About this exercise:
The word "below" marks the lines to report; pull each of them from the listing.
# # # #
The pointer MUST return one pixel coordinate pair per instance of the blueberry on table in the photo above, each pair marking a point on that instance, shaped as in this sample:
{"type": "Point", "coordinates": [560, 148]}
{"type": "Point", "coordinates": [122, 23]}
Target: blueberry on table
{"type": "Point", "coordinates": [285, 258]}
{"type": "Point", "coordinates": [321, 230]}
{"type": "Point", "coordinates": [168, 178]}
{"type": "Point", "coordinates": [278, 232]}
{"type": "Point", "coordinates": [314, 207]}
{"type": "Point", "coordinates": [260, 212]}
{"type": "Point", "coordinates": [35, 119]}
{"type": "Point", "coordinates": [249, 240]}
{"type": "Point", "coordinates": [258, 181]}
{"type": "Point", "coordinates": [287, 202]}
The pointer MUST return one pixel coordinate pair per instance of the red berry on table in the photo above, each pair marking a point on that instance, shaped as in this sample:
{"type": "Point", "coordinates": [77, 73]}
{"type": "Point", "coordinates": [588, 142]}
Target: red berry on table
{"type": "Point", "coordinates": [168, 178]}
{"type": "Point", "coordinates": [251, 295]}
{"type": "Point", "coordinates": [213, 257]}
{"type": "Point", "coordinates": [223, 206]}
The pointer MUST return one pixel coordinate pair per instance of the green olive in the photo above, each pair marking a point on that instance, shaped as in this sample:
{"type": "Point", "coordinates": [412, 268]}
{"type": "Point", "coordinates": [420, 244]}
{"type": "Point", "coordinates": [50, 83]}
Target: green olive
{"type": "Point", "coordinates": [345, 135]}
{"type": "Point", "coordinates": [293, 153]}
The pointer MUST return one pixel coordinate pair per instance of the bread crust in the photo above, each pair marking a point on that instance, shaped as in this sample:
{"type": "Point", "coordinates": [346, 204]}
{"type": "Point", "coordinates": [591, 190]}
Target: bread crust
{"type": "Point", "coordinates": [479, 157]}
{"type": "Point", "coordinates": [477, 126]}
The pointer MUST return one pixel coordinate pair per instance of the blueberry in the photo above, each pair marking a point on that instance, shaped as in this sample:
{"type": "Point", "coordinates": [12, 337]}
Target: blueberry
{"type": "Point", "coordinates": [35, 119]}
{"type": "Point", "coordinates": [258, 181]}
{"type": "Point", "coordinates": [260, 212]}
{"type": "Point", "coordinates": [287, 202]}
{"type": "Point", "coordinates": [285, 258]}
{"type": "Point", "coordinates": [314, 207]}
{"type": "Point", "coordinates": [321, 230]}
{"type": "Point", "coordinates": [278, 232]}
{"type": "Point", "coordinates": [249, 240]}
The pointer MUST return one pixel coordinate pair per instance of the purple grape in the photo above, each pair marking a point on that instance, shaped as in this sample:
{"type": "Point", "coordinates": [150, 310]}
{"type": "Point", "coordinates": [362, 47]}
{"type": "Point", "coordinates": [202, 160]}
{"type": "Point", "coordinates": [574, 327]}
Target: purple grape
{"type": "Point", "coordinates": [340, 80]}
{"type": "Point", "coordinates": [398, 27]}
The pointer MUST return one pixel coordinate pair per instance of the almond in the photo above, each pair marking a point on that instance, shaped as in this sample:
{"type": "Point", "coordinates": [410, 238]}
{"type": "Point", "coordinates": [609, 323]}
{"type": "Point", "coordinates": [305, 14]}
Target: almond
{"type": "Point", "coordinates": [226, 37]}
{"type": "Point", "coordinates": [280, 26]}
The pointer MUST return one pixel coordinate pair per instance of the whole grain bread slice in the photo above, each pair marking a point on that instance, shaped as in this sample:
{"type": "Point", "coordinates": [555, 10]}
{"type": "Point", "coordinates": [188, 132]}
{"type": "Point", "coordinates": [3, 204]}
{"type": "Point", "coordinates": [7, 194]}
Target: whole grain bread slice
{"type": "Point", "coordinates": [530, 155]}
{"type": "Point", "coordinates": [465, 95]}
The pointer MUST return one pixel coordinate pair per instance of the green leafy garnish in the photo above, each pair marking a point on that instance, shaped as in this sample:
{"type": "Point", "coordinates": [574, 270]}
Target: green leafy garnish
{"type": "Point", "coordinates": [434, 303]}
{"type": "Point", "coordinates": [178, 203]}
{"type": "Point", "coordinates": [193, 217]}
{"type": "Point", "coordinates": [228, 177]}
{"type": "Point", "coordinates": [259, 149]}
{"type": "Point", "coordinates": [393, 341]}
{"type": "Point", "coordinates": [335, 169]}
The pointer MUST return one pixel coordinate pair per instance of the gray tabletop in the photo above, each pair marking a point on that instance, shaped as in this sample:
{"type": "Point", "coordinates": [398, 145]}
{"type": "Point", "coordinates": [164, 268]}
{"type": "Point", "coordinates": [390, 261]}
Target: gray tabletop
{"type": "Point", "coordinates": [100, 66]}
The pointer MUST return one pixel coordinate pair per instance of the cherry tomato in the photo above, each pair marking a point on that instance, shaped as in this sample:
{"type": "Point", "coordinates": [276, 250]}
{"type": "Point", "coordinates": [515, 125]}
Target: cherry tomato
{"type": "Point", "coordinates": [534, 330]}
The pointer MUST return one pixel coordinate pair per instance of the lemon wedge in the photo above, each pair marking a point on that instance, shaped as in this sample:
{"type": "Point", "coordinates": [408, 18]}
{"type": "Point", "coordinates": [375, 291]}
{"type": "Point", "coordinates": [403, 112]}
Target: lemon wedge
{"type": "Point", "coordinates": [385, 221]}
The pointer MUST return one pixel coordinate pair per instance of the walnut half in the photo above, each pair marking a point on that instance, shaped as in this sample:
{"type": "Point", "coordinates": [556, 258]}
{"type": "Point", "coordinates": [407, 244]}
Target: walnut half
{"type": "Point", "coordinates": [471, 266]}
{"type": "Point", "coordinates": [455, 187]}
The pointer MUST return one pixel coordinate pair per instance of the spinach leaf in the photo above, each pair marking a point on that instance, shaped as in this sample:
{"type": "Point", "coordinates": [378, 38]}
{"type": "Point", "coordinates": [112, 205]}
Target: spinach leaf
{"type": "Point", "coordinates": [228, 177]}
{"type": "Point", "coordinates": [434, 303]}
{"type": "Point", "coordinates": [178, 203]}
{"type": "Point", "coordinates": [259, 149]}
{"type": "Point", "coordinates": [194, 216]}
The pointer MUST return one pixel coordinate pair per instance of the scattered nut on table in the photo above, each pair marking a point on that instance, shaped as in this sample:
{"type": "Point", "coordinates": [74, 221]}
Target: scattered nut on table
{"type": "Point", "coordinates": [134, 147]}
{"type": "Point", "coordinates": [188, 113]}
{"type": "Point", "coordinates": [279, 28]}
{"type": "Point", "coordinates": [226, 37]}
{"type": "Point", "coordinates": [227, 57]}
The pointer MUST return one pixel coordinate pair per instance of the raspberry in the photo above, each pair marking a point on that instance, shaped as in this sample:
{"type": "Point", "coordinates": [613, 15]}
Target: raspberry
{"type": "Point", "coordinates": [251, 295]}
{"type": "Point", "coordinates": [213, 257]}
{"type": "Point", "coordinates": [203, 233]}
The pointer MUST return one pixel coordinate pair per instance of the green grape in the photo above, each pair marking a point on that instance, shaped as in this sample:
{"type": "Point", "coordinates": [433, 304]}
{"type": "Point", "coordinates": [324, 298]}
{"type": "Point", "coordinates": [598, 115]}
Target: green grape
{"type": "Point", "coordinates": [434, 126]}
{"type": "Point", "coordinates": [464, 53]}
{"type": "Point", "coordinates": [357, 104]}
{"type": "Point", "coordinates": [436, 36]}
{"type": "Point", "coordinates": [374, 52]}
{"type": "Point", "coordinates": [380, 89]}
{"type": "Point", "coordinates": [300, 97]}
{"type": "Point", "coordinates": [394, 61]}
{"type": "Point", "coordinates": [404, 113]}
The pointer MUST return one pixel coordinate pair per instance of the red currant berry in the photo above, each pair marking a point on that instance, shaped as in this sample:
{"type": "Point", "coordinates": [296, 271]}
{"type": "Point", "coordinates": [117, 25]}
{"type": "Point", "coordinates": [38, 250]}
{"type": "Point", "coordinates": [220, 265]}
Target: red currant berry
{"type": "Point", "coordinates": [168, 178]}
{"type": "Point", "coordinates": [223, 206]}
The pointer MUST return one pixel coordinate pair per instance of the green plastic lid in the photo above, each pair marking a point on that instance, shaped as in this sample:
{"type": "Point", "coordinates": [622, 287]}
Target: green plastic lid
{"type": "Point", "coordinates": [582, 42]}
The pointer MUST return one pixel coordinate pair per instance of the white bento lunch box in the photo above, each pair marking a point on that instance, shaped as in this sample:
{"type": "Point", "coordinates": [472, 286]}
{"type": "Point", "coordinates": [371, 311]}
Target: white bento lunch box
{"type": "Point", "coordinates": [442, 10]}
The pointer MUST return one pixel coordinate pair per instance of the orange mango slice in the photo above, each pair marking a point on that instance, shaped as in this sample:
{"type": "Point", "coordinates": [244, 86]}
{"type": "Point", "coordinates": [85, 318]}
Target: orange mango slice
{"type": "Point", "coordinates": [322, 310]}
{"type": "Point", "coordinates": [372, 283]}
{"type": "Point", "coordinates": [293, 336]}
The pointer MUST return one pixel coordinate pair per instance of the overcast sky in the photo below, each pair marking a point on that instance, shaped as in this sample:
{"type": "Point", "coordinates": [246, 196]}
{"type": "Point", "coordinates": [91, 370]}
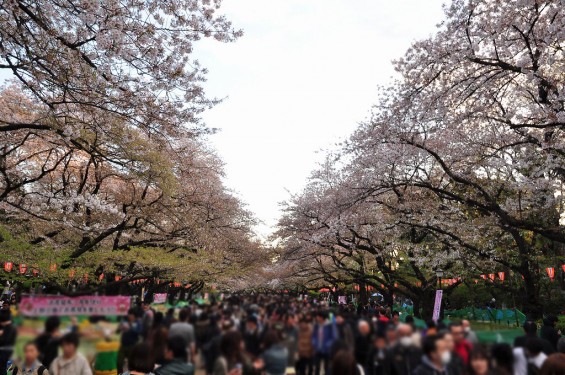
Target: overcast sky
{"type": "Point", "coordinates": [299, 80]}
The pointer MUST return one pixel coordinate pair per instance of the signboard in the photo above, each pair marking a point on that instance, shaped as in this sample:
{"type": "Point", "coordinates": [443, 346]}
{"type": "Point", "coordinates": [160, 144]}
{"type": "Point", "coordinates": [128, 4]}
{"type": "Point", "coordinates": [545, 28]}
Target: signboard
{"type": "Point", "coordinates": [159, 298]}
{"type": "Point", "coordinates": [68, 306]}
{"type": "Point", "coordinates": [437, 305]}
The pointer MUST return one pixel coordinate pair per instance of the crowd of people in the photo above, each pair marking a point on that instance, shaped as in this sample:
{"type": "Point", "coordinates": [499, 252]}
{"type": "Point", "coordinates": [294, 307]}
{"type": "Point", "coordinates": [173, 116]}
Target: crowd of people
{"type": "Point", "coordinates": [257, 335]}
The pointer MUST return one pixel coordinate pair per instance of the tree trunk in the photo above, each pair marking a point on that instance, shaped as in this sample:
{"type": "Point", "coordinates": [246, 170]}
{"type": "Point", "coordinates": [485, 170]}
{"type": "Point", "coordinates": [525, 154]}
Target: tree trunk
{"type": "Point", "coordinates": [428, 300]}
{"type": "Point", "coordinates": [363, 296]}
{"type": "Point", "coordinates": [531, 303]}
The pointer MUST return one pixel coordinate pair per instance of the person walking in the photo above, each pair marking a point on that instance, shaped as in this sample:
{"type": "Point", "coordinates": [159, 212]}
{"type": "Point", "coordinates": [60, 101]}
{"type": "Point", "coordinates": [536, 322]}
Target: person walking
{"type": "Point", "coordinates": [140, 360]}
{"type": "Point", "coordinates": [176, 358]}
{"type": "Point", "coordinates": [323, 336]}
{"type": "Point", "coordinates": [31, 365]}
{"type": "Point", "coordinates": [304, 365]}
{"type": "Point", "coordinates": [70, 362]}
{"type": "Point", "coordinates": [436, 357]}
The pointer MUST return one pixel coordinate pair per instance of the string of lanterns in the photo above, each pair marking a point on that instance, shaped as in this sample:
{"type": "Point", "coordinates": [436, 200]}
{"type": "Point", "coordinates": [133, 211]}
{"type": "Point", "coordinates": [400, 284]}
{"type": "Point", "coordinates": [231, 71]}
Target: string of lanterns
{"type": "Point", "coordinates": [23, 270]}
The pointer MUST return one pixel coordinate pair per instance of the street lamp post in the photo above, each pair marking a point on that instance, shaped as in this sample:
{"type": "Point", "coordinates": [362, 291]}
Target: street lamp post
{"type": "Point", "coordinates": [439, 274]}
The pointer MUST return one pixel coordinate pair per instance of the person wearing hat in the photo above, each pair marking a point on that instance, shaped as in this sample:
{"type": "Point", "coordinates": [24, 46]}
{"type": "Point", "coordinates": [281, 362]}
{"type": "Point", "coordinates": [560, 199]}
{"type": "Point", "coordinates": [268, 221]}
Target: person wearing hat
{"type": "Point", "coordinates": [8, 336]}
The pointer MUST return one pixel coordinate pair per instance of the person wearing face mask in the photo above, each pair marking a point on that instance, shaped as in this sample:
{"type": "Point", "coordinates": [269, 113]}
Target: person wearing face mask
{"type": "Point", "coordinates": [456, 365]}
{"type": "Point", "coordinates": [462, 346]}
{"type": "Point", "coordinates": [252, 337]}
{"type": "Point", "coordinates": [479, 361]}
{"type": "Point", "coordinates": [436, 357]}
{"type": "Point", "coordinates": [376, 360]}
{"type": "Point", "coordinates": [403, 357]}
{"type": "Point", "coordinates": [362, 341]}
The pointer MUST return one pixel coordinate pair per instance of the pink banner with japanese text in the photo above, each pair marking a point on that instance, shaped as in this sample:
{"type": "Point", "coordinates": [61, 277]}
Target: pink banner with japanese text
{"type": "Point", "coordinates": [68, 306]}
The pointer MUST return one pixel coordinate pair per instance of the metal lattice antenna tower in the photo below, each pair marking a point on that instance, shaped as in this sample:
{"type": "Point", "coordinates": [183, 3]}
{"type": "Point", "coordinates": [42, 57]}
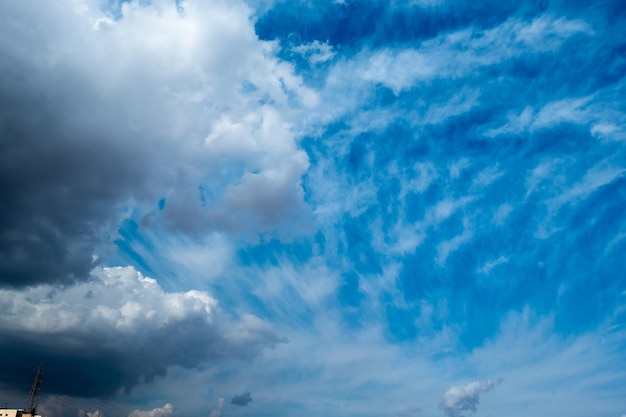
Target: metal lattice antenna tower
{"type": "Point", "coordinates": [33, 396]}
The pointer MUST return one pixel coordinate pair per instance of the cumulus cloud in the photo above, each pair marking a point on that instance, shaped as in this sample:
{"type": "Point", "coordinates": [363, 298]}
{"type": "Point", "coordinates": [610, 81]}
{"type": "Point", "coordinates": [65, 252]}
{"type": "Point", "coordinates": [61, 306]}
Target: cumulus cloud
{"type": "Point", "coordinates": [117, 330]}
{"type": "Point", "coordinates": [464, 398]}
{"type": "Point", "coordinates": [165, 411]}
{"type": "Point", "coordinates": [457, 54]}
{"type": "Point", "coordinates": [99, 115]}
{"type": "Point", "coordinates": [242, 399]}
{"type": "Point", "coordinates": [217, 411]}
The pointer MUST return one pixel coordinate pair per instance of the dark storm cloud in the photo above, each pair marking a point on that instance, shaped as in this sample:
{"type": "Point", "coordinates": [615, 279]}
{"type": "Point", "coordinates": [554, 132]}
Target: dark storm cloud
{"type": "Point", "coordinates": [98, 118]}
{"type": "Point", "coordinates": [242, 399]}
{"type": "Point", "coordinates": [65, 166]}
{"type": "Point", "coordinates": [129, 332]}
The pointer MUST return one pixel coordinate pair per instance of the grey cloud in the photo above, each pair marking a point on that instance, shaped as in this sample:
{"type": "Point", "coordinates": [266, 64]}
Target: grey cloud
{"type": "Point", "coordinates": [128, 333]}
{"type": "Point", "coordinates": [165, 411]}
{"type": "Point", "coordinates": [242, 399]}
{"type": "Point", "coordinates": [94, 120]}
{"type": "Point", "coordinates": [464, 398]}
{"type": "Point", "coordinates": [217, 411]}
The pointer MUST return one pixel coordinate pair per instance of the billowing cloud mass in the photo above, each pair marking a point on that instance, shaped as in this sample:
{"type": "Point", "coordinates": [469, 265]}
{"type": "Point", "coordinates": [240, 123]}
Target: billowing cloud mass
# # # #
Exercise result:
The pointer MUST return one pixel coordinate pair per instance of the overcast sky in the photo below, each pair marking a point on that instance, shaped as in this sample:
The pointer MUST return one pixel coordinate pair per instance of the metal lattice antenna tower in the photo below, each pair marking a point on that instance, shaped as in this sample:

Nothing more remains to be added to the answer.